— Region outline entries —
####

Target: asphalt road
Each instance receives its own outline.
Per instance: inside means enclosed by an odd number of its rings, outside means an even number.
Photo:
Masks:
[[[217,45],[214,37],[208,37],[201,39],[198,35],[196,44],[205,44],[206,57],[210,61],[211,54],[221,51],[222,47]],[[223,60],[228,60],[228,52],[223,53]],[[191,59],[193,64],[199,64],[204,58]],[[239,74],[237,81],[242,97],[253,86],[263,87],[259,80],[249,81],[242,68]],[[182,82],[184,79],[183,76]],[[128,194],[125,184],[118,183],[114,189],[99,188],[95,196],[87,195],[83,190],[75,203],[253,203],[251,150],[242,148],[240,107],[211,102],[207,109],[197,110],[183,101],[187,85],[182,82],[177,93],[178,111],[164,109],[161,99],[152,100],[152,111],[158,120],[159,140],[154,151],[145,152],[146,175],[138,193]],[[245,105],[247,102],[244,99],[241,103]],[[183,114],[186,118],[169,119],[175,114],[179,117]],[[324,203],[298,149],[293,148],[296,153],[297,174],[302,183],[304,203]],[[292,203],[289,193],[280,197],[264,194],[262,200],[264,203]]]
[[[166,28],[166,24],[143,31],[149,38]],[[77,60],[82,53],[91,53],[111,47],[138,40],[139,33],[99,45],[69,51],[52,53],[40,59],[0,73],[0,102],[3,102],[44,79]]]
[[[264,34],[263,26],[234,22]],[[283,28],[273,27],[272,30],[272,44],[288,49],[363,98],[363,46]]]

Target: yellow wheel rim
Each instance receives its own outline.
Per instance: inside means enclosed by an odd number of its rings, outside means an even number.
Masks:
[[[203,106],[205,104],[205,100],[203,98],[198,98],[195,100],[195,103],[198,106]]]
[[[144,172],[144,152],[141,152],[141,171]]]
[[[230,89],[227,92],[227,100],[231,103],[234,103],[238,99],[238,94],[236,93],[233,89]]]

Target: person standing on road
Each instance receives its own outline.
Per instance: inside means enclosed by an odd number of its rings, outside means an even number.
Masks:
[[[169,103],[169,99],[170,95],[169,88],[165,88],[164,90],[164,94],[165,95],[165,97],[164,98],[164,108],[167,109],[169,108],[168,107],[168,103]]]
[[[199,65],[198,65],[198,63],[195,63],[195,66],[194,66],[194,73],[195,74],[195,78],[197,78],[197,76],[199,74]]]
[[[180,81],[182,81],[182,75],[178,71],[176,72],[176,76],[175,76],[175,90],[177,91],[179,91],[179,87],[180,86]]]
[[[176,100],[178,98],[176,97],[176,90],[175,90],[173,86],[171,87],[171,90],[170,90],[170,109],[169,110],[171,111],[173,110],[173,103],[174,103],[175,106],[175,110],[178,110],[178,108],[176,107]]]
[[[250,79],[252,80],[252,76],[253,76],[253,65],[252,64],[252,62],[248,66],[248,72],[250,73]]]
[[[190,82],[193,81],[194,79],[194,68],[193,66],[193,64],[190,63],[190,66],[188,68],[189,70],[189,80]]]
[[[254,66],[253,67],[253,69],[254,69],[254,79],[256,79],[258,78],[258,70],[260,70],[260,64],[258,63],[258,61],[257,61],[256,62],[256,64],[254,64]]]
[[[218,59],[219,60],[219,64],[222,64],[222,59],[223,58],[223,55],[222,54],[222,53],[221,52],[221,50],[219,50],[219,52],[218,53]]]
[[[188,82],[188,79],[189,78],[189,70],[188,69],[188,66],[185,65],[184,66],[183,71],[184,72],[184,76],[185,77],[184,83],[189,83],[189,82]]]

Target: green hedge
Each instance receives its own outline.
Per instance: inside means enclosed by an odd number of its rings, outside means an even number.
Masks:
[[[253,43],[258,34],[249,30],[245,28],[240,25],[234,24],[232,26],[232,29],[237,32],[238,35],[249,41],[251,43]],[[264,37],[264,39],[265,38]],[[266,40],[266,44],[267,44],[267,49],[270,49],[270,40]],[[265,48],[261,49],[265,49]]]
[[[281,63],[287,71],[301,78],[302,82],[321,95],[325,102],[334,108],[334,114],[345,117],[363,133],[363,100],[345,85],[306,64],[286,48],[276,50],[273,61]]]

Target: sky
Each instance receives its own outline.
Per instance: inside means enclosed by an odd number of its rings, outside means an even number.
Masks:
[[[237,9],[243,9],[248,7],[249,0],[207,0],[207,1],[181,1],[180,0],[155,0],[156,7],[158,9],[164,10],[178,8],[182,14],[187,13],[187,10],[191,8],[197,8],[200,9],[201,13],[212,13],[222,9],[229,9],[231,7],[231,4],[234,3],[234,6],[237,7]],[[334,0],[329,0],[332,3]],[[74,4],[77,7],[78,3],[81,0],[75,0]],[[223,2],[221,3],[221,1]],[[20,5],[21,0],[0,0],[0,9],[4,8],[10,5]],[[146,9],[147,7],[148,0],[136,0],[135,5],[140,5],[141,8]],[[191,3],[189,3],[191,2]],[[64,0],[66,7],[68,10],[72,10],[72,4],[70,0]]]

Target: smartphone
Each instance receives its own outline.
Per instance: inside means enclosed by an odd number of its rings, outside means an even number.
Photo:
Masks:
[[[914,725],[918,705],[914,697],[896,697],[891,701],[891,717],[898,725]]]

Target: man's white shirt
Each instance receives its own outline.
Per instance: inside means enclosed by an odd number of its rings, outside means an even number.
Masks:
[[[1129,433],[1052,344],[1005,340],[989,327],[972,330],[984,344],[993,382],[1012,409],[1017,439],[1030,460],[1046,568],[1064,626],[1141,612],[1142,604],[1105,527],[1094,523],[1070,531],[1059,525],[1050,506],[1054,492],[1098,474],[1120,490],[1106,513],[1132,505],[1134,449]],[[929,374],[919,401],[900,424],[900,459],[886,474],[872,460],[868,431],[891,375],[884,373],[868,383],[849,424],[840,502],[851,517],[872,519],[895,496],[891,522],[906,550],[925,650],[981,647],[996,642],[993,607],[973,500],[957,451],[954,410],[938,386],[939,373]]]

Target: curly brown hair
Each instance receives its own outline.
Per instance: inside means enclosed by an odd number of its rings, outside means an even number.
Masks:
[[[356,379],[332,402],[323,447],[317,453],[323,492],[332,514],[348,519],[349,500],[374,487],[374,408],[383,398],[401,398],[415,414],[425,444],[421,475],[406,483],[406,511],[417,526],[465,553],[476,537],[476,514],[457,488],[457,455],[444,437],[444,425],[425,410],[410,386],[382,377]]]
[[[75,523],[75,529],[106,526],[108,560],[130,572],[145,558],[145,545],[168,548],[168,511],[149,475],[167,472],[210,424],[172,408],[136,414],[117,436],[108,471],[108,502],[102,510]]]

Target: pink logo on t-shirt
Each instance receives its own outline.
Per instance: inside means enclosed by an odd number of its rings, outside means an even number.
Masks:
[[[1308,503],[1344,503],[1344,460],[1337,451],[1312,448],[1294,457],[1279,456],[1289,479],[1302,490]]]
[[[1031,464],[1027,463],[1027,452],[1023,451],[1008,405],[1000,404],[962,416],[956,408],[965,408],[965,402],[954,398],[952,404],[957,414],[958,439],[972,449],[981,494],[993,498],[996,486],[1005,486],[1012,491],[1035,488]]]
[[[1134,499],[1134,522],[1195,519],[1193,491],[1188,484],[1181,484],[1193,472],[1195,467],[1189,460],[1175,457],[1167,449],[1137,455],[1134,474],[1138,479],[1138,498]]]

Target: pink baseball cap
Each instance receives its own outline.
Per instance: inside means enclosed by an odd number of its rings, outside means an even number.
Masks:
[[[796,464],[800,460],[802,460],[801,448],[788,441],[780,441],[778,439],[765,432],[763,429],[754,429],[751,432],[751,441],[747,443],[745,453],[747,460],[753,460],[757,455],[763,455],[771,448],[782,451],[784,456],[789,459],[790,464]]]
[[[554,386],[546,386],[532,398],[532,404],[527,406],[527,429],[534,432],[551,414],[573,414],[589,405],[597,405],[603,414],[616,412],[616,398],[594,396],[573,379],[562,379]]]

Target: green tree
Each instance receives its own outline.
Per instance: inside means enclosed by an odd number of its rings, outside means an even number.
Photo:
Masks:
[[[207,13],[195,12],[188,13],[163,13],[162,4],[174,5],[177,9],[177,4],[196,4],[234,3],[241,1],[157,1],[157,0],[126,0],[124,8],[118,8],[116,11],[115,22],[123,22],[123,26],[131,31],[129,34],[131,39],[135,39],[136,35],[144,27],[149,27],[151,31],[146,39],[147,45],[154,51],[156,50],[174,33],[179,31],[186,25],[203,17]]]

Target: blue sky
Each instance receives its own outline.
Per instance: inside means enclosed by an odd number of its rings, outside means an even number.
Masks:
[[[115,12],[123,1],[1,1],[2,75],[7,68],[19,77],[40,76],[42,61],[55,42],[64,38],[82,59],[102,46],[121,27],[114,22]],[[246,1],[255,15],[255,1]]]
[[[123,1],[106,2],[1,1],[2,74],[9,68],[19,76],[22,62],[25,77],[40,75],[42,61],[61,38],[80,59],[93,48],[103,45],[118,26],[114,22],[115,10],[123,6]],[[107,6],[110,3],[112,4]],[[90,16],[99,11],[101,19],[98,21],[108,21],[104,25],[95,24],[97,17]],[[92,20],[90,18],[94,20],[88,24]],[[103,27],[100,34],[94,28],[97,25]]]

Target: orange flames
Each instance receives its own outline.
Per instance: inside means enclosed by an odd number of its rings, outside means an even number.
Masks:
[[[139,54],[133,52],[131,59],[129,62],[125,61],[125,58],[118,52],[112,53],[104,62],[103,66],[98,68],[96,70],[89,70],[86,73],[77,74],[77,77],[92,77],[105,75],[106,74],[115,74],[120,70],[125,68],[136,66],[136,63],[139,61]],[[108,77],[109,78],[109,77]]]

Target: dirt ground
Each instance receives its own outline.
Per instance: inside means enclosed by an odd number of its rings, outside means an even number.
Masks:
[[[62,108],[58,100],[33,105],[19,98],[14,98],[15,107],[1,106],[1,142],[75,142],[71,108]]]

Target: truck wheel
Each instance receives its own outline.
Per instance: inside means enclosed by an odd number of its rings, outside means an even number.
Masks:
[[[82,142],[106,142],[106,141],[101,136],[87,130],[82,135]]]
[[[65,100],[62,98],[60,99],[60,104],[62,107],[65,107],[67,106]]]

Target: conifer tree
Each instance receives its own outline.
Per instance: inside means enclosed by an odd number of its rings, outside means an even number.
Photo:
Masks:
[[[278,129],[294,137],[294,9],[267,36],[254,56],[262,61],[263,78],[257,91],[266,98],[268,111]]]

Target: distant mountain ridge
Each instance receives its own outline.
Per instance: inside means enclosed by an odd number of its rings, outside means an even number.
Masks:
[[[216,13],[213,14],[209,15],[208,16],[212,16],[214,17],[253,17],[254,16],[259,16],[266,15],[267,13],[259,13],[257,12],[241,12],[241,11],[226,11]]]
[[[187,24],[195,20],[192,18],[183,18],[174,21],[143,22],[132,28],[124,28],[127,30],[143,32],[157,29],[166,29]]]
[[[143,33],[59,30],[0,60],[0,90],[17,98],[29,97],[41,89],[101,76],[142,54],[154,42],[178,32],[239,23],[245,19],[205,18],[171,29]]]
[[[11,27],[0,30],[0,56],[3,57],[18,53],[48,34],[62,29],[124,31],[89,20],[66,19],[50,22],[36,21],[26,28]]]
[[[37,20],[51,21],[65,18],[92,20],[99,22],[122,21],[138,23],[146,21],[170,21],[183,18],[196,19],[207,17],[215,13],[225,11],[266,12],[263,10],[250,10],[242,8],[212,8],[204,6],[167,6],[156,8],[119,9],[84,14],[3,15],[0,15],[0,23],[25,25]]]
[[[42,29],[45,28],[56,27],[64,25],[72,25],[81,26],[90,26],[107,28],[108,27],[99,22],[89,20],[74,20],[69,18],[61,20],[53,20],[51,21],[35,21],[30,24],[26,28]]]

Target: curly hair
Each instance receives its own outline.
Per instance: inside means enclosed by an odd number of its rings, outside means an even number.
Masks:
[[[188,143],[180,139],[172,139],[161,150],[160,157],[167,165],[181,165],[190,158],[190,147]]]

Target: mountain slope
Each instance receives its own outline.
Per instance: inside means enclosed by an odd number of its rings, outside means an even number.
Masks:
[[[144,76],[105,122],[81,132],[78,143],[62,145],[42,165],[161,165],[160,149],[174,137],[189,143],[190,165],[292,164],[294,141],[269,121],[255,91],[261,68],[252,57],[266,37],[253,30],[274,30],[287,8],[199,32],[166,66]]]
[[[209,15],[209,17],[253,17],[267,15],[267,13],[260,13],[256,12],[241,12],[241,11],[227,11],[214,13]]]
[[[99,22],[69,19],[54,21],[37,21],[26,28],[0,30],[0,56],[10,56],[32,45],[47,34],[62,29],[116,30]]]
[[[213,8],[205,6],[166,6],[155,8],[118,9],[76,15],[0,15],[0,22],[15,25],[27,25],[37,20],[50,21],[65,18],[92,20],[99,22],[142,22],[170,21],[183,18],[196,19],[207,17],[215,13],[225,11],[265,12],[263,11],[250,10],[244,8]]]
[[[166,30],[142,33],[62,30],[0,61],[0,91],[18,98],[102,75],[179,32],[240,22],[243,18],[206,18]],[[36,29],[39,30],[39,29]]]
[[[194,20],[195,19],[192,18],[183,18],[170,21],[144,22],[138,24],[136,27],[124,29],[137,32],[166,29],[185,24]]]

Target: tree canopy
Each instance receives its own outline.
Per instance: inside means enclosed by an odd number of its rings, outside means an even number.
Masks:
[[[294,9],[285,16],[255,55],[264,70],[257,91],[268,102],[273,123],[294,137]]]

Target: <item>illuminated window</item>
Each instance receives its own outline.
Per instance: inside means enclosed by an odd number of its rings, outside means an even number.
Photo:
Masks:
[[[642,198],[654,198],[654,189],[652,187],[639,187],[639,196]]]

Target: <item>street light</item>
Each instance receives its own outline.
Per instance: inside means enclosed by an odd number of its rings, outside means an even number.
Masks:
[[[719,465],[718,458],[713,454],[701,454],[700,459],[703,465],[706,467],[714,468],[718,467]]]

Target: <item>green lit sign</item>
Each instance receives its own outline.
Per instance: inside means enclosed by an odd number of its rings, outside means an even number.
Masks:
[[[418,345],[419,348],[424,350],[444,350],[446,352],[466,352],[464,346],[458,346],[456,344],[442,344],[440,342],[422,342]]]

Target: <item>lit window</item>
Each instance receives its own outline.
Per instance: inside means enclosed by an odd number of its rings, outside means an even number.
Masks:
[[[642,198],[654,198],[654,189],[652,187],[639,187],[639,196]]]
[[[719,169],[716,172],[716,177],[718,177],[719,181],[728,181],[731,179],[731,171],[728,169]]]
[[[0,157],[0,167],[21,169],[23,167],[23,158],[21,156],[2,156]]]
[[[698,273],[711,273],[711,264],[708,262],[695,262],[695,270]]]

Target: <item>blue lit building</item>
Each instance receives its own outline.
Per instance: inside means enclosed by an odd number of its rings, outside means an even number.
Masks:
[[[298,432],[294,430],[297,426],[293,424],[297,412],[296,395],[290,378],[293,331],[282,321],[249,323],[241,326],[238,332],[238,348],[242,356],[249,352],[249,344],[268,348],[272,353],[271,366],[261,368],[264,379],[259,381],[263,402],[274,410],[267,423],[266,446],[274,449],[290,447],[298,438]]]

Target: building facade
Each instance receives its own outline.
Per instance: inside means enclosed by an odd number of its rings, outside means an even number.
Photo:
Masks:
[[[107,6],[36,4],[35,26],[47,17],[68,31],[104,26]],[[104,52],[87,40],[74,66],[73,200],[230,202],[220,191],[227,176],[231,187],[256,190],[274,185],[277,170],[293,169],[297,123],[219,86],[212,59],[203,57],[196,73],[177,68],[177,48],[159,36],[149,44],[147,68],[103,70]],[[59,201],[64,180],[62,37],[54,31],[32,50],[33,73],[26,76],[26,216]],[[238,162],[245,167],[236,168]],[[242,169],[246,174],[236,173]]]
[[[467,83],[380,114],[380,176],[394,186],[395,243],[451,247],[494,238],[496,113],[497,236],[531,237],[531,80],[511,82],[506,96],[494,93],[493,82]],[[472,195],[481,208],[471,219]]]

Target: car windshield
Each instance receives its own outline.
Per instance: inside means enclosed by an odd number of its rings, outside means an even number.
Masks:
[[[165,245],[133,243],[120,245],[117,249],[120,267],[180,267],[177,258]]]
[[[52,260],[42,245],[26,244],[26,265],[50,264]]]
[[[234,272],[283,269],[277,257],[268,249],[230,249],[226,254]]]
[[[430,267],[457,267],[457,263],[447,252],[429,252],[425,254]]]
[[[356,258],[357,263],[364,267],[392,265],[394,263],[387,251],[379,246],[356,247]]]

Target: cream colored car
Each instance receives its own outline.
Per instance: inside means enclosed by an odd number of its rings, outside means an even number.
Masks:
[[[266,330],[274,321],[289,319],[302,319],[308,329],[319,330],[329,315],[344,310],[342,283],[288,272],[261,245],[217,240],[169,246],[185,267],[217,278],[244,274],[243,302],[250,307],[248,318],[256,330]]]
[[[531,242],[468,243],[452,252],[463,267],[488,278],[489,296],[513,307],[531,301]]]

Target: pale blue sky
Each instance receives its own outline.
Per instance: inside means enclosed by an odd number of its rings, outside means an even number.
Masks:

####

Rewrite the lines of the entries between the line holding "Target: <item>lit window</item>" and the line holding "[[[698,273],[711,273],[711,264],[708,262],[695,262],[695,270]]]", inclusive, as a JSON list of strings, one string per line, leaving out blank lines.

— Response below —
[
  "Target: <item>lit window</item>",
  "Each instance receives its own outline.",
  "Per instance: inside means enclosed by an odd number of its rings, outside means an even number.",
  "Masks:",
  "[[[642,198],[654,198],[654,189],[652,187],[639,187],[639,196]]]",
  "[[[719,169],[716,172],[716,177],[718,177],[719,181],[728,181],[731,179],[731,171],[728,169]]]",
  "[[[0,157],[0,167],[21,169],[23,167],[23,158],[21,156],[2,156]]]",
  "[[[698,273],[711,273],[711,264],[708,262],[695,262],[695,270]]]"
]